— WHAT TO DO —
Below are some records. Set each one down exactly as it reads.

— Natural language region descriptions —

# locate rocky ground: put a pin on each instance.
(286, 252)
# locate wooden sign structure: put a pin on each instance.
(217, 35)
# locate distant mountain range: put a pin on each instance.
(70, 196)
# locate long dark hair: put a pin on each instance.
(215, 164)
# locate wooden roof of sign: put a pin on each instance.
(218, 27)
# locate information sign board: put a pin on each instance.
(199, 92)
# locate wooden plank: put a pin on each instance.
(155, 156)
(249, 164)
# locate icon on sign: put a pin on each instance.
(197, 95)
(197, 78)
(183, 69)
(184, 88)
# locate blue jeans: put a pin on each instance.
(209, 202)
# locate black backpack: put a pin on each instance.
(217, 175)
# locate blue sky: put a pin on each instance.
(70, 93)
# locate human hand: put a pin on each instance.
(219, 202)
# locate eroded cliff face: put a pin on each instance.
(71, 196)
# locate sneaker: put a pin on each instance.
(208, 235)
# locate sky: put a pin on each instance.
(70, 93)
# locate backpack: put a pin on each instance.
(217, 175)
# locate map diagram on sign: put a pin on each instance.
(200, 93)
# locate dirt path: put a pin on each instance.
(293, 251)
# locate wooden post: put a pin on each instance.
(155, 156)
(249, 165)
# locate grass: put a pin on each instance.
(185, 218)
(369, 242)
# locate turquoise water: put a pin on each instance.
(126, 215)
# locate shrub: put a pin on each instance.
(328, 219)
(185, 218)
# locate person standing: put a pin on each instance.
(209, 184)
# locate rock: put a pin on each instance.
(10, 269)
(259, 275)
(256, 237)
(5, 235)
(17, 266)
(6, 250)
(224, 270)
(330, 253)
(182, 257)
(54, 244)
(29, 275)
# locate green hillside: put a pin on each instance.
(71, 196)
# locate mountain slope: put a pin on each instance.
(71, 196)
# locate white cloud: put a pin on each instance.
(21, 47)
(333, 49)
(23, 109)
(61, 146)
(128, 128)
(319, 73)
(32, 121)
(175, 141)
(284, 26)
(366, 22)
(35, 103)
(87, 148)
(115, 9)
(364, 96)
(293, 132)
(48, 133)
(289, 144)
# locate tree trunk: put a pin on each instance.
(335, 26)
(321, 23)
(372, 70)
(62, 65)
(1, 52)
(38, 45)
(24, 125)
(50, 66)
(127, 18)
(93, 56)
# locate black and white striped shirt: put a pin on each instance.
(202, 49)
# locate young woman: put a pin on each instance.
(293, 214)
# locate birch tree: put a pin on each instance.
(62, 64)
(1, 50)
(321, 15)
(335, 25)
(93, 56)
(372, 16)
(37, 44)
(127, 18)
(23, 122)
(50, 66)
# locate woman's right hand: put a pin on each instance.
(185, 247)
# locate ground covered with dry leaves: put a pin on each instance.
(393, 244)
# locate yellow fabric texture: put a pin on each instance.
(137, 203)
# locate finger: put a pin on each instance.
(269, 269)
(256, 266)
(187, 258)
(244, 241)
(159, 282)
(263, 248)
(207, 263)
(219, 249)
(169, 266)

— ANSWER —
# locate rocky ground: put a pin on each instance.
(286, 252)
# locate wooden sign structure: put a pin on each instance.
(217, 35)
# locate distant mountain range: put a pin on each instance.
(70, 196)
# locate long dark hair: put a pin on each instance.
(215, 164)
# locate wooden roof of sign: put a pin on each instance.
(218, 27)
# locate information sign board: put a pin on each instance.
(199, 92)
# locate wooden plank: put a pin on each instance.
(155, 156)
(249, 164)
# locate icon on sign: put a pin on each instance.
(197, 95)
(197, 78)
(183, 69)
(184, 88)
# locate blue jeans: put a pin on each instance.
(209, 202)
# locate black backpack: put a pin on each instance.
(217, 175)
# locate blue sky: put a pin on each instance.
(70, 93)
# locate human hand: put a pin on each instance.
(219, 202)
# locate eroded cliff face: put a pin on each instance.
(71, 196)
# locate sneaker: put a pin on each instance.
(208, 235)
# locate sky: put a pin on each instance.
(70, 93)
# locate backpack: put a pin on each instance.
(217, 175)
# locate map diagram on sign: put a pin on each instance.
(200, 93)
# locate dirt path: put a pin on each instance.
(293, 251)
# locate wooden post: put a pin on each instance.
(155, 156)
(249, 165)
# locate grass: put a pin on each instance.
(185, 218)
(369, 242)
# locate turquoise water: put a pin on each instance.
(126, 215)
# locate shrub: put a pin on each instance.
(328, 219)
(185, 218)
# locate person standing: put a pin on each instance.
(209, 184)
# locate rock: put a pin on each instance.
(10, 269)
(259, 275)
(256, 237)
(5, 235)
(17, 266)
(6, 250)
(224, 270)
(330, 253)
(182, 257)
(54, 244)
(29, 275)
# locate green hillside: put a pin on each instance.
(71, 196)
# locate mountain slope: put a pin on each instance.
(71, 196)
# locate white cloud: put a pin on each instance.
(21, 47)
(333, 49)
(23, 109)
(61, 146)
(128, 128)
(319, 73)
(32, 121)
(175, 141)
(284, 26)
(366, 22)
(35, 103)
(87, 148)
(115, 9)
(364, 96)
(293, 132)
(48, 133)
(289, 144)
# locate tree trunk: put a pin on each instance.
(335, 26)
(321, 23)
(372, 70)
(62, 65)
(1, 52)
(38, 45)
(24, 125)
(50, 66)
(127, 18)
(93, 56)
# locate black and white striped shirt: put a pin on each instance.
(202, 49)
# locate young woman: put a pin on each instance.
(293, 214)
# locate birch tree: put a pin on each instance.
(62, 64)
(1, 50)
(321, 15)
(335, 25)
(93, 56)
(372, 16)
(37, 44)
(127, 18)
(23, 122)
(50, 66)
# locate woman's right hand: put a pin on each instance.
(185, 247)
# locate ground covered with dry leaves: put a pin on each instance.
(393, 244)
# locate yellow fabric texture: put a pin on each instance.
(137, 203)
# locate finger: put a pin on each instance.
(269, 269)
(256, 266)
(187, 258)
(244, 241)
(159, 282)
(263, 248)
(207, 263)
(219, 249)
(169, 266)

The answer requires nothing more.